Required work :: Could you copy out, unchanged, only the stretch of lines from the one containing "instance of the sky" through the one containing "21], [245, 44]]", with both of those lines included?

Stored dataset items:
[Start]

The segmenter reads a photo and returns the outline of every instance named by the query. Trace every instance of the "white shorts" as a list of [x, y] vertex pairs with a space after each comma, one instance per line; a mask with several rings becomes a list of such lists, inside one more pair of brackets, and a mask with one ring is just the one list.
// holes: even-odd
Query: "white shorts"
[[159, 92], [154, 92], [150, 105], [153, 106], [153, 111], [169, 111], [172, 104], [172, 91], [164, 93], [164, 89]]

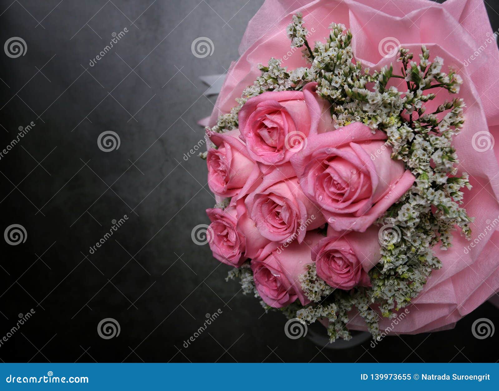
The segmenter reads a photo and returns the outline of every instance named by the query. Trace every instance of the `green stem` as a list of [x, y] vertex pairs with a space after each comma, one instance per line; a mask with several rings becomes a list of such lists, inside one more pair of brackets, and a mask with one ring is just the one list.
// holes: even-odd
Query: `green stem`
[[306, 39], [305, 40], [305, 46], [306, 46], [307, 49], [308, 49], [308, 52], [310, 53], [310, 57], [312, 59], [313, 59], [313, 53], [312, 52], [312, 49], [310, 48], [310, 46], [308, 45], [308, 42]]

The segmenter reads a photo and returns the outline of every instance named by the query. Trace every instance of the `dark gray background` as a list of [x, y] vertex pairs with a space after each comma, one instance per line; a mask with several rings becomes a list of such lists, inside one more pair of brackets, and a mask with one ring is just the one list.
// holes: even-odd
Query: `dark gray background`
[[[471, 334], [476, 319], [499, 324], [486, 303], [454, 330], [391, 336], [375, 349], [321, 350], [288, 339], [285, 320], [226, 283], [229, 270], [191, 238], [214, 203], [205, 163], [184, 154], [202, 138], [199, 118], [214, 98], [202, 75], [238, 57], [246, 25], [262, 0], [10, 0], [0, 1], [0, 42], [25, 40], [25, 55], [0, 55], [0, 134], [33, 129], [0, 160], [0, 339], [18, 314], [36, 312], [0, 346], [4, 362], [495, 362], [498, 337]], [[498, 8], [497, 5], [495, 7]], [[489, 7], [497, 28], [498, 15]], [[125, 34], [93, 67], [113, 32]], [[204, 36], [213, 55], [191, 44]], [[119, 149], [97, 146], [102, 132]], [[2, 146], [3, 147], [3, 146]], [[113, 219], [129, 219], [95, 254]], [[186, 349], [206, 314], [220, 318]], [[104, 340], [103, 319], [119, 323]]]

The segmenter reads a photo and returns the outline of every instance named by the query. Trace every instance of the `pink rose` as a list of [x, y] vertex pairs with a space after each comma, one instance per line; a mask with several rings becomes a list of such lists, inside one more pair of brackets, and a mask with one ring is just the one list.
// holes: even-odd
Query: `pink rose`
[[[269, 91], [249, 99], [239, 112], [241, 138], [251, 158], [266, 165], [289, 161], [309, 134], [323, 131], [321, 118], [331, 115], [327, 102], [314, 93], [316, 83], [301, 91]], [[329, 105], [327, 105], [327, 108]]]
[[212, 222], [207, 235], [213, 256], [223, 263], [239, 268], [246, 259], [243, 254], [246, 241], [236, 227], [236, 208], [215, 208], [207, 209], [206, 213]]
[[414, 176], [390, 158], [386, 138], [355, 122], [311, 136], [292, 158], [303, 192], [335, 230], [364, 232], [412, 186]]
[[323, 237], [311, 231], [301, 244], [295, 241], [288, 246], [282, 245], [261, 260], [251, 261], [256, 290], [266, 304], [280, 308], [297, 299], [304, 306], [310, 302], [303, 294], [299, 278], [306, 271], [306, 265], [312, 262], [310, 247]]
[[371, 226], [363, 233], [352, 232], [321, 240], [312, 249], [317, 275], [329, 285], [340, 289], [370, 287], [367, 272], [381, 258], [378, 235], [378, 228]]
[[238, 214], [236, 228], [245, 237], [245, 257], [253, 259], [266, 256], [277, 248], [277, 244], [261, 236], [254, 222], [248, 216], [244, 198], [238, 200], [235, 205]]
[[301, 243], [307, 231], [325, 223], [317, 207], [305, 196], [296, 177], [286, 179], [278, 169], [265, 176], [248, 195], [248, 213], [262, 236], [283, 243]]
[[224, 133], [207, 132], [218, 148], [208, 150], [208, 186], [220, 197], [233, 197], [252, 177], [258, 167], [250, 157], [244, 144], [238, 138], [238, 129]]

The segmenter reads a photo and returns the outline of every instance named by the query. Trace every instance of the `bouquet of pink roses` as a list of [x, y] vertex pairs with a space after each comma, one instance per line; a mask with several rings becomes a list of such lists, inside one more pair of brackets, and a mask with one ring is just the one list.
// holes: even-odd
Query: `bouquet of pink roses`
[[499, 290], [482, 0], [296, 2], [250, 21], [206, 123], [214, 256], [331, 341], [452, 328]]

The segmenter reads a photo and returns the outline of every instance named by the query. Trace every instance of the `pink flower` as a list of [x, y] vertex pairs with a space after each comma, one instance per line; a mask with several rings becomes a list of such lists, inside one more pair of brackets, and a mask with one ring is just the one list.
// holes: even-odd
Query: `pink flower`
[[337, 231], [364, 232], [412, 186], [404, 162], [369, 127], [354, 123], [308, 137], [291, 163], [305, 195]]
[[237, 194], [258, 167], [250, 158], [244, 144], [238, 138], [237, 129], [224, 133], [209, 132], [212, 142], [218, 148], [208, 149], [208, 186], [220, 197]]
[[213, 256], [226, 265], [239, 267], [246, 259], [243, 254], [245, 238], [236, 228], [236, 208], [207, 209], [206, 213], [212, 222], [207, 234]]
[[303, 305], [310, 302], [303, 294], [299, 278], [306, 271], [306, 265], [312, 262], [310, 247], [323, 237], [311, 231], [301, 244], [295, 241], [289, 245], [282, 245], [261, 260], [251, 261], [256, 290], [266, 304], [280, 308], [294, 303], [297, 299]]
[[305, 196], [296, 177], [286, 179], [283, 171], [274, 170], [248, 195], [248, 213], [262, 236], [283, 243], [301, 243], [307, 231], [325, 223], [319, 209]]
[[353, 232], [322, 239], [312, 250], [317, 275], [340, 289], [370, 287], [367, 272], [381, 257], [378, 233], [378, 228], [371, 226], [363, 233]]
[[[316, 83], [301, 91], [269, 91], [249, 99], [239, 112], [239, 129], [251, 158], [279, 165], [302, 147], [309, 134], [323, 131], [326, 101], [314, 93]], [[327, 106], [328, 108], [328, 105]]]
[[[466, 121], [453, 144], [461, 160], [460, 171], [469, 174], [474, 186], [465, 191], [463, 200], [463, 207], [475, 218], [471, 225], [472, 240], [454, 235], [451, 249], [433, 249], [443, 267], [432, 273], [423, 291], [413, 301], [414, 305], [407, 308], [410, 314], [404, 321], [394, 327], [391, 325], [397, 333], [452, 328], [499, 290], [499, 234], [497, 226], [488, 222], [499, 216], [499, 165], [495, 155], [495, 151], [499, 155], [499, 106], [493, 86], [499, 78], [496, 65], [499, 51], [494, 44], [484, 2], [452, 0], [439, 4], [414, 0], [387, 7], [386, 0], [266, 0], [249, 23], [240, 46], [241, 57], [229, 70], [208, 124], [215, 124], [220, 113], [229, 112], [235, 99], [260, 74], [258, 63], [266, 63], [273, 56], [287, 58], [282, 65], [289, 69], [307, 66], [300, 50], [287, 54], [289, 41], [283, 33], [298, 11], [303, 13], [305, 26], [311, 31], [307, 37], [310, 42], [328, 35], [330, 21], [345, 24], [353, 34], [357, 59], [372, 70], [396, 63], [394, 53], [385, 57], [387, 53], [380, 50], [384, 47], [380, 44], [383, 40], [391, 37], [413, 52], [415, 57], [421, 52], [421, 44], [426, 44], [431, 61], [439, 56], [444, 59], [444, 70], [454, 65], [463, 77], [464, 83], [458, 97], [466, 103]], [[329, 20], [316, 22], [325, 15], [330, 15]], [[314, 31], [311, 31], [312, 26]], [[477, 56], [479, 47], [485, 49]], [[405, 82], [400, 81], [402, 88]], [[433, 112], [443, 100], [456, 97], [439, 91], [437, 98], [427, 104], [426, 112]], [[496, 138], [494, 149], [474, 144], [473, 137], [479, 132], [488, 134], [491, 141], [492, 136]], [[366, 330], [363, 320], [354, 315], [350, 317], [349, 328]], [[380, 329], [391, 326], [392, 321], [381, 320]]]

[End]
[Start]

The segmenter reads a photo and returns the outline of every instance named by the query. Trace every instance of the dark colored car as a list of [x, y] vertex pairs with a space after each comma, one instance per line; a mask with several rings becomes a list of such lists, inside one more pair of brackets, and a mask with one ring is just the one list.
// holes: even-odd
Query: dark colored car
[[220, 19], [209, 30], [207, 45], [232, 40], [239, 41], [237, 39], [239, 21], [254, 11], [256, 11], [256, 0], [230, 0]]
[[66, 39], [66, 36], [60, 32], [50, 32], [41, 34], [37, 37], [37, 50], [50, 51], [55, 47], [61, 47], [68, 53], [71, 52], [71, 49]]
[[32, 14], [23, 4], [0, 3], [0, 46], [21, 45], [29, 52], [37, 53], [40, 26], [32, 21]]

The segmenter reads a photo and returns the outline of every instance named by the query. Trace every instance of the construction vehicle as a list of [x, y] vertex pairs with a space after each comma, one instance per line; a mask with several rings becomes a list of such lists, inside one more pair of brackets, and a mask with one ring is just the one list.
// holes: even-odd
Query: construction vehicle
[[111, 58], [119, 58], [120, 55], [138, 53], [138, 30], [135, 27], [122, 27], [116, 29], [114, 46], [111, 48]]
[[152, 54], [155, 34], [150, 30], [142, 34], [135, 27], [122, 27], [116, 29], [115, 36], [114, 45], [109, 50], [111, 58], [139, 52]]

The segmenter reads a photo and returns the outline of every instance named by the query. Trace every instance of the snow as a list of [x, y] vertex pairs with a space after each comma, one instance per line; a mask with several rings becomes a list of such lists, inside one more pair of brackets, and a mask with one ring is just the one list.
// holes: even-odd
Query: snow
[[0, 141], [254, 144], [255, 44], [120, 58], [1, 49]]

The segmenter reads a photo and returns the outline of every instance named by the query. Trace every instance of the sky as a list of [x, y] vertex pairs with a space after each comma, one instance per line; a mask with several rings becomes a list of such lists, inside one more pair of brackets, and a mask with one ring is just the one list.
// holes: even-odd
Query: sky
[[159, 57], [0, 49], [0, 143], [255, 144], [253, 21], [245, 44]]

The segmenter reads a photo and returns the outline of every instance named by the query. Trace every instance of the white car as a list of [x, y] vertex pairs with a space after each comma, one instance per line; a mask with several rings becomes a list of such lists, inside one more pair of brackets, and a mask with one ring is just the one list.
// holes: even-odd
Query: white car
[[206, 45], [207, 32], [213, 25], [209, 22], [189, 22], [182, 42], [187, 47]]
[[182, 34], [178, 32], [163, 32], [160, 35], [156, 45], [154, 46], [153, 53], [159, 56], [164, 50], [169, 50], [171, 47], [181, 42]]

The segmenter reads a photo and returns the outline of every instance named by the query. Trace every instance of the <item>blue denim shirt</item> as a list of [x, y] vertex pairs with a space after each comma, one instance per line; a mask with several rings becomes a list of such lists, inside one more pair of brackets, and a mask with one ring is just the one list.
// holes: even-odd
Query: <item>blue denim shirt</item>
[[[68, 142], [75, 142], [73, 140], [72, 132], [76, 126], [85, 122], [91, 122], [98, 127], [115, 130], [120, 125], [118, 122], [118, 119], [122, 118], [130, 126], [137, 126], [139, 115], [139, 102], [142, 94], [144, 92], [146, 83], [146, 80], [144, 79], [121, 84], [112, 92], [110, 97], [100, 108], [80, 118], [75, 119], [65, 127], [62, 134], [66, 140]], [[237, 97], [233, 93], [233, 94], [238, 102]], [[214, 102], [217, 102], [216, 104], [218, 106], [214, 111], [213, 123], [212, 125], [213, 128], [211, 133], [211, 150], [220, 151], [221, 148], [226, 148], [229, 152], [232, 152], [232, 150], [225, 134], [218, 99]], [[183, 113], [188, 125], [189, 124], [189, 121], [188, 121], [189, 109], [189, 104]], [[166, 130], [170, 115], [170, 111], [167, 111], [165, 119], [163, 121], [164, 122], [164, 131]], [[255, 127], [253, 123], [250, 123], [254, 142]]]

[End]
[Start]

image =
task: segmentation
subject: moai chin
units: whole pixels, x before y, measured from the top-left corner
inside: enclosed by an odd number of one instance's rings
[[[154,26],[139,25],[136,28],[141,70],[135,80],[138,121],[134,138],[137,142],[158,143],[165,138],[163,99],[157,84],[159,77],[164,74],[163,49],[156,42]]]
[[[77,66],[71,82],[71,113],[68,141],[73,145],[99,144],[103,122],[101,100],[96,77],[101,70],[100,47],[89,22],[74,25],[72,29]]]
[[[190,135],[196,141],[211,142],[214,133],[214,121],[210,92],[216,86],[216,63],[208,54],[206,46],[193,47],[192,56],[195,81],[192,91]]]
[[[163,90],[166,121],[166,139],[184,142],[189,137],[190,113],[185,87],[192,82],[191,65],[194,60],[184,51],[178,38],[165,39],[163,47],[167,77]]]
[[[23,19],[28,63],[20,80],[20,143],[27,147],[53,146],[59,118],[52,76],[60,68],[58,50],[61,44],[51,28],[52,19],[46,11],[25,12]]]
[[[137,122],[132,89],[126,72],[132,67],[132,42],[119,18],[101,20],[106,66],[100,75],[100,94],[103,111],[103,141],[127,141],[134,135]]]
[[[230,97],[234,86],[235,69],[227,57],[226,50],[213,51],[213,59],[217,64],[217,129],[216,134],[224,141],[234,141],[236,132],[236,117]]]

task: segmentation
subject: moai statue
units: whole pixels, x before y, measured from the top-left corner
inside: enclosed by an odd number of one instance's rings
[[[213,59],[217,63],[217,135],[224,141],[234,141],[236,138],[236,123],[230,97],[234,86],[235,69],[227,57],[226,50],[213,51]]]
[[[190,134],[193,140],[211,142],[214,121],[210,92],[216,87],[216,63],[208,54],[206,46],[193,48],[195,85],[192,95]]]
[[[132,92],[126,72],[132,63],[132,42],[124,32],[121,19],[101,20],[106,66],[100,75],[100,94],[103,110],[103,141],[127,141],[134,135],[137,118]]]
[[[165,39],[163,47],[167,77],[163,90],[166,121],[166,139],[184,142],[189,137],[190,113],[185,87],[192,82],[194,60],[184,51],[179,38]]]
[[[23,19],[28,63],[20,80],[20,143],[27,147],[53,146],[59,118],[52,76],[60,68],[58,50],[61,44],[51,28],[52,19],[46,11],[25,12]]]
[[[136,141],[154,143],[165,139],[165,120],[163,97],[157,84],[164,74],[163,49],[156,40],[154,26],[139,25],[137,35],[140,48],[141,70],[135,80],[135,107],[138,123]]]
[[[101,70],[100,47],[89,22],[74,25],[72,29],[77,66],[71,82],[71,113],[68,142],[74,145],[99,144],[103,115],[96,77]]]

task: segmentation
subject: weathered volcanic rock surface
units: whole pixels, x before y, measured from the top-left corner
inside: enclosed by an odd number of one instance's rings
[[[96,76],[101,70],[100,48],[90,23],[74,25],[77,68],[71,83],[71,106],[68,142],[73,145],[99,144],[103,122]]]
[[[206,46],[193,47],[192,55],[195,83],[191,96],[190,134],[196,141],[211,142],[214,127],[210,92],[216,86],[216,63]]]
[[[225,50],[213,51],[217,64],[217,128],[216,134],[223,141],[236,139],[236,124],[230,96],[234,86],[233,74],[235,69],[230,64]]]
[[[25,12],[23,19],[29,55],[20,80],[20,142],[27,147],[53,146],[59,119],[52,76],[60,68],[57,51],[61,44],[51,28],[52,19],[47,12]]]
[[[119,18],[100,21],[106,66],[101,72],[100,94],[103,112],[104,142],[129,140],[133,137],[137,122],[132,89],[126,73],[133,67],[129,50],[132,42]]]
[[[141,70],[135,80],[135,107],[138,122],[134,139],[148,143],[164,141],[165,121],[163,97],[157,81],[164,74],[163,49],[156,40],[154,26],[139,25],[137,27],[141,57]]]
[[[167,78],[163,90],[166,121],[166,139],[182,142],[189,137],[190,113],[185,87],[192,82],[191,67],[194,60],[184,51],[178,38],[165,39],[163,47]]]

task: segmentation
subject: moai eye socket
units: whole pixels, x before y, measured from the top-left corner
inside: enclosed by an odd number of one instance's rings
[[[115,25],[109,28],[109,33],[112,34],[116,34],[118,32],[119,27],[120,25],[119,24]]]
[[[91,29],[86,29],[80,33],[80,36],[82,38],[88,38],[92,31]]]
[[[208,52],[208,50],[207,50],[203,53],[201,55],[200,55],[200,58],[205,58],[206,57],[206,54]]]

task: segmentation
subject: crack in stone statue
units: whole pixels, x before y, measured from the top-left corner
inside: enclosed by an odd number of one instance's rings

[End]

Answer for the task ::
The segmenter reads a photo and returns the outline of every instance named by the query. Trace every instance of the sky as a list of [x, y] vertex pairs with a space after each comma, one instance per line; a mask with several rings becomes a list of such lists, inside one more pair of brackets, and a mask with one ring is just the one list.
// holes: even-odd
Query: sky
[[159, 57], [0, 49], [0, 143], [255, 144], [253, 21], [245, 44]]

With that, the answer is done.